__WHAT THE TASK REQUIRES__. Of all the entries below, retype only the lines from the one with "Query: flag pole" through the one with "the green beret", exactly as they appear.

(Collection entries)
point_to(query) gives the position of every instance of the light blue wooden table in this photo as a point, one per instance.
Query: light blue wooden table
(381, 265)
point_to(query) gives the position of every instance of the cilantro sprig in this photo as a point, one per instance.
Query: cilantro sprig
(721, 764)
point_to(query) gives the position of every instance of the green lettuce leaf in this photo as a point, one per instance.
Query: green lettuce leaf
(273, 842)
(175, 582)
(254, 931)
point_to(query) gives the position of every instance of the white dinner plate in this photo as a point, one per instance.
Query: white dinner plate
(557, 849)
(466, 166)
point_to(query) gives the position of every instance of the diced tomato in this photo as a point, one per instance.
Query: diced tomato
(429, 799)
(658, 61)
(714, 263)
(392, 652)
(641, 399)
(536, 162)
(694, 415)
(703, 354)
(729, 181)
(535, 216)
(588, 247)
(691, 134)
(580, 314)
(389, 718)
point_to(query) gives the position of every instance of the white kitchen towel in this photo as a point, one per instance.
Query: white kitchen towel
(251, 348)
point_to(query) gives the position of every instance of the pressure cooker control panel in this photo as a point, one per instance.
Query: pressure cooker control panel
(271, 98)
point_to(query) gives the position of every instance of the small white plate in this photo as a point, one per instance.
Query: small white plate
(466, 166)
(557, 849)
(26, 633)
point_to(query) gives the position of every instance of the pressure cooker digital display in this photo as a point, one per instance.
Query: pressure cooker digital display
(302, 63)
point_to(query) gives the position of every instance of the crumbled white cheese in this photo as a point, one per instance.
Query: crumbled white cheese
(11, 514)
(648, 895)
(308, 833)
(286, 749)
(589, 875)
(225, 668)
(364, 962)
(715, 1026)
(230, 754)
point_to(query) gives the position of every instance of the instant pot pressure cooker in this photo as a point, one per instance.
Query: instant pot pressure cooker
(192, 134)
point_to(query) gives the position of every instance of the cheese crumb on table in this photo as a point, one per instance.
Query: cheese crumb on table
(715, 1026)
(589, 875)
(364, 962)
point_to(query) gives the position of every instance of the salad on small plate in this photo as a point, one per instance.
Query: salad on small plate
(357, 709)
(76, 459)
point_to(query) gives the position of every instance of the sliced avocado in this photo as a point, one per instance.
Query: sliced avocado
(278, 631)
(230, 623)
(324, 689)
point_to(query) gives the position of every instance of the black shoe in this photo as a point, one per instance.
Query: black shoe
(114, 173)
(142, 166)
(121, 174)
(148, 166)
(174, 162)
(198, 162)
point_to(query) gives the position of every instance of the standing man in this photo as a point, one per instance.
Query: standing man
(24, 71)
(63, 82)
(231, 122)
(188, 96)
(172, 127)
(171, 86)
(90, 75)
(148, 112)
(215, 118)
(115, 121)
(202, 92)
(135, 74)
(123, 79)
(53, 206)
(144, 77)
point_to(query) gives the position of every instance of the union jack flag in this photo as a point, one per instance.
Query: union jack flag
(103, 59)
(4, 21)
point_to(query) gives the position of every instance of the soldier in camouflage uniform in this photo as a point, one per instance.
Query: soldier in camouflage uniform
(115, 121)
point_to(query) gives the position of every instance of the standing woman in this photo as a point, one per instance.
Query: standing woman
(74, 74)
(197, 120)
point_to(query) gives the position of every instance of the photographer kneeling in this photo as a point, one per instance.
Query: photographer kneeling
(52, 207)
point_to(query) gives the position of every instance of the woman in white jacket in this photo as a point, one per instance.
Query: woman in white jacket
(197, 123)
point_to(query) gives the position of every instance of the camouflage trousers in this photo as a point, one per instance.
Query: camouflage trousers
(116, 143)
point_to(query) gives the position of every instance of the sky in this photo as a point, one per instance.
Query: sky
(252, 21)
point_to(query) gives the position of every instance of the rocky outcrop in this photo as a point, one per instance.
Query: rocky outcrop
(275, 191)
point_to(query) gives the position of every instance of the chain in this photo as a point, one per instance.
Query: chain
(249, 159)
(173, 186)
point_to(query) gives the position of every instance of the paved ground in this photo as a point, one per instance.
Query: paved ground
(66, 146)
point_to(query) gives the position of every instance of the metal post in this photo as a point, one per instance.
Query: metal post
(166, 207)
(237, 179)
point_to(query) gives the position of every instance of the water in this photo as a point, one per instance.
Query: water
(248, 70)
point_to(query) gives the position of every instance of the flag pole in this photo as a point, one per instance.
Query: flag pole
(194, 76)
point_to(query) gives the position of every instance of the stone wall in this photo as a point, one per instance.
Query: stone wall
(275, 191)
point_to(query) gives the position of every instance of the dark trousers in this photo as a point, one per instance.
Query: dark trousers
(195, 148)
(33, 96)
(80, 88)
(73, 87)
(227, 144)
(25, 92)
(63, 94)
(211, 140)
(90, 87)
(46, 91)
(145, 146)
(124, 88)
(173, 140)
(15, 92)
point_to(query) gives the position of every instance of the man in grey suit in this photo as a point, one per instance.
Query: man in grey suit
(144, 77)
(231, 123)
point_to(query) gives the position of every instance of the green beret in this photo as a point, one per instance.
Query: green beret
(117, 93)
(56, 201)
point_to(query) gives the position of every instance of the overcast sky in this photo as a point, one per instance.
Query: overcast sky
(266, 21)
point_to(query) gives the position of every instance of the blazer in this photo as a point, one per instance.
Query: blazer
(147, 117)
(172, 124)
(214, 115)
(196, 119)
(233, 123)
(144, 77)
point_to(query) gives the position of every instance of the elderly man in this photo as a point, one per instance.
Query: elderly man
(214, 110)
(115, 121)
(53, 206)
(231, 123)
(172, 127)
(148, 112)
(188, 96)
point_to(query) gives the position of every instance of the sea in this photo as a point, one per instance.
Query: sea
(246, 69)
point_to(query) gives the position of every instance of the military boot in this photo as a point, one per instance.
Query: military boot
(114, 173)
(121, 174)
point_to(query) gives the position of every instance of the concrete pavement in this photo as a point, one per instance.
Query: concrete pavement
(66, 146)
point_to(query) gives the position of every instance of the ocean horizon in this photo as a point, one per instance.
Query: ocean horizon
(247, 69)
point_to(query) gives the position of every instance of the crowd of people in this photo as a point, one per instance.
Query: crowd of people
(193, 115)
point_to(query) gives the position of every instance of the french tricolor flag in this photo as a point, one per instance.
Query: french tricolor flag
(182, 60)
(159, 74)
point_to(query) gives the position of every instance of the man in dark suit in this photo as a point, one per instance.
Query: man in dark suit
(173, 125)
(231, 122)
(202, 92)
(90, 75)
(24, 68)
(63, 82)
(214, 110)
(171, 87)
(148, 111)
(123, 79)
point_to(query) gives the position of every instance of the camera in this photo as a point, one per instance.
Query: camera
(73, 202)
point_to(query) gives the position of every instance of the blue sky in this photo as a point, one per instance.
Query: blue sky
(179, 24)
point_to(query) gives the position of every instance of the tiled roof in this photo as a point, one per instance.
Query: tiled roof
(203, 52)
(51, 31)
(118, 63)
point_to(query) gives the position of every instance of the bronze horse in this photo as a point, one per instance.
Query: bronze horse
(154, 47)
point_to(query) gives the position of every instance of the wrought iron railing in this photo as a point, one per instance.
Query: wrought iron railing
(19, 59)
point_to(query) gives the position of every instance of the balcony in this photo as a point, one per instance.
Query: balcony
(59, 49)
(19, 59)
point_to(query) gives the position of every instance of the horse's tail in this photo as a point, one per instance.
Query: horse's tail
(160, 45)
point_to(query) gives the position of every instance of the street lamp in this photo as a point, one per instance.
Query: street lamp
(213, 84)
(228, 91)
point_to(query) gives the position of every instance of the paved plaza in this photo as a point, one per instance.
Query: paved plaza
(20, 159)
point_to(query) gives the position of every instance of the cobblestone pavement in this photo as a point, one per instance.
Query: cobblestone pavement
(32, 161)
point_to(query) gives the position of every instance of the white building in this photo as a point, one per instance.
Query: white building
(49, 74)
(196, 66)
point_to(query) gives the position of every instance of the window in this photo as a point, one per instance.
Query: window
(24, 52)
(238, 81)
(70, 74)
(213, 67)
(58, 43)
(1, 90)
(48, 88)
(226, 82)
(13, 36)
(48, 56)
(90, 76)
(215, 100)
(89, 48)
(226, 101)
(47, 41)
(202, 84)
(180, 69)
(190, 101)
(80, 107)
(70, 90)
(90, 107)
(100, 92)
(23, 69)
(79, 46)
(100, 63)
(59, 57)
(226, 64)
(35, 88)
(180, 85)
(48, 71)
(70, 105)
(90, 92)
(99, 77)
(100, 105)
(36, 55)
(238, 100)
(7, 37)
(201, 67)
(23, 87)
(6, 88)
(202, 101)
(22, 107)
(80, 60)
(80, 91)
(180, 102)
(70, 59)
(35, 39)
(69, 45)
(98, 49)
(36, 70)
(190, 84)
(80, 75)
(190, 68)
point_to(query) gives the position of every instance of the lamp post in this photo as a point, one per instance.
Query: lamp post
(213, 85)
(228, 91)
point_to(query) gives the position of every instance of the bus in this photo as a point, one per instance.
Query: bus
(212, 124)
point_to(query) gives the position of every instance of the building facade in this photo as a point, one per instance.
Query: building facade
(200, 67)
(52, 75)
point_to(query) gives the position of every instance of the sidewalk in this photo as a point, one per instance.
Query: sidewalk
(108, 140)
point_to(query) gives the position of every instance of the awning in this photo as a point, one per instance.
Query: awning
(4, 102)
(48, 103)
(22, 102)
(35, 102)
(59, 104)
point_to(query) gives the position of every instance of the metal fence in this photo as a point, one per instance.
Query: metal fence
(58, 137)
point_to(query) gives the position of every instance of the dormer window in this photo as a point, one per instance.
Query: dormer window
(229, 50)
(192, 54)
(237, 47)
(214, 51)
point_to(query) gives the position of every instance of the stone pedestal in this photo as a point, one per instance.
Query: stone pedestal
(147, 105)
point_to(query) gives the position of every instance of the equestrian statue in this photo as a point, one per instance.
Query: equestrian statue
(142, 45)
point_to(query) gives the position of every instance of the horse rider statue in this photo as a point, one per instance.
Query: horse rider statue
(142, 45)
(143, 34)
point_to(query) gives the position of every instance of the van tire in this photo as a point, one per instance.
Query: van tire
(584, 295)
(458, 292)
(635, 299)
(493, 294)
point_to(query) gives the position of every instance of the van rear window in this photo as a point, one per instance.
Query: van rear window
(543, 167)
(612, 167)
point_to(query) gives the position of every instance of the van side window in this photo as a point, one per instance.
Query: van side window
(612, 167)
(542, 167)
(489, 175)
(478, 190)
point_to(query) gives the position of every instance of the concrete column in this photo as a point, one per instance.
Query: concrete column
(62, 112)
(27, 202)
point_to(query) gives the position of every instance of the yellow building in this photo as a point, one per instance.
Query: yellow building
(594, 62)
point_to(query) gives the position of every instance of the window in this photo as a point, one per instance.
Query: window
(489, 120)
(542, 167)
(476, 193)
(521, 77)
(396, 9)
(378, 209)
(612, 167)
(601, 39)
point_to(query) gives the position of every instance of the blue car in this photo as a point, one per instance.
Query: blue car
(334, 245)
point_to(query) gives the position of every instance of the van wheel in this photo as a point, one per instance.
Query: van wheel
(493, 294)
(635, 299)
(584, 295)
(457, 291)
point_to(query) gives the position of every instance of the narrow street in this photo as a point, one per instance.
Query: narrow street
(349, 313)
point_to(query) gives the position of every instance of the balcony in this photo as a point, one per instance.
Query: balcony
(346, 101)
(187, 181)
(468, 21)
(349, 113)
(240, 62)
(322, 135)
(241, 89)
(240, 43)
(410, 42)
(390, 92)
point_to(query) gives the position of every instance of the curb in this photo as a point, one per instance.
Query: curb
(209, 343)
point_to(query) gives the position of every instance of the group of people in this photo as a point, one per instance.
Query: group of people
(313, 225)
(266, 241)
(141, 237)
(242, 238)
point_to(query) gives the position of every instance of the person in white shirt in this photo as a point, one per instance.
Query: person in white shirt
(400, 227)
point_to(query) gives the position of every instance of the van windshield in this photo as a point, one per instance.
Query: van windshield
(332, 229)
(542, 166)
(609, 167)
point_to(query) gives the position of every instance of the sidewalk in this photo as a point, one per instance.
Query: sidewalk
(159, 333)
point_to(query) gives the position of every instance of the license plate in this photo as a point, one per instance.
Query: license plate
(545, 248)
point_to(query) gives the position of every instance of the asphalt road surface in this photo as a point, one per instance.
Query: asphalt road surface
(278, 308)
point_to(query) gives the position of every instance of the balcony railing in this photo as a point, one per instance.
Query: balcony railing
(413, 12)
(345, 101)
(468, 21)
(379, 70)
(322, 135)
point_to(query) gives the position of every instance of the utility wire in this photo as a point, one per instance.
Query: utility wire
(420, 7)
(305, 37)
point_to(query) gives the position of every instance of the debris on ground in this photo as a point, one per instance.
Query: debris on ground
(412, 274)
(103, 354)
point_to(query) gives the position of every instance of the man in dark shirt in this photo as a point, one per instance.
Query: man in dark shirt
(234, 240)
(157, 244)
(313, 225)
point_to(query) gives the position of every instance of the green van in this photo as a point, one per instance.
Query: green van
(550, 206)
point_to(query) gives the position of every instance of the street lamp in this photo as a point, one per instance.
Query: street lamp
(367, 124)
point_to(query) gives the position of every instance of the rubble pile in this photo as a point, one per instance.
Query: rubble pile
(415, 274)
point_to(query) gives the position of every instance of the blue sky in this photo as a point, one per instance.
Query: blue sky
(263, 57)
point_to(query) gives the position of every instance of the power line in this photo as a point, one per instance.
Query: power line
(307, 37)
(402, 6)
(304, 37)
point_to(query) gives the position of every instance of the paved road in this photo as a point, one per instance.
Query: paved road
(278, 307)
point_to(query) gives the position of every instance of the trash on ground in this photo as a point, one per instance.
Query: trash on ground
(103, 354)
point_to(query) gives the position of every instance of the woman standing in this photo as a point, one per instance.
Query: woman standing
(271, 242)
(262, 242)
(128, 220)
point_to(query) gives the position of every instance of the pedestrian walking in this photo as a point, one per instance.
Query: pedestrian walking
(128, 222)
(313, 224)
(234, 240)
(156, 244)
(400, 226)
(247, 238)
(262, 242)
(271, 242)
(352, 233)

__FINISHED EXERCISE__.
Query: flag pole
(194, 76)
point_to(query) gives the position of every instance of the stone wall in this photo as a point, one per instance.
Query: stone wall
(275, 191)
point_to(query) gives the position of every instance of the dark trousers in this photo as a point, one per instance.
Query: dark trousers
(195, 148)
(33, 96)
(80, 88)
(73, 87)
(227, 144)
(25, 92)
(63, 94)
(211, 140)
(90, 87)
(46, 91)
(145, 146)
(124, 88)
(173, 140)
(15, 92)
point_to(query) gives the position of every instance of the man in grey suit in this photo as a point, one per instance.
Query: man in grey suit
(144, 77)
(231, 123)
point_to(query) gives the position of every instance of the green beret in this photo as a point, one per instance.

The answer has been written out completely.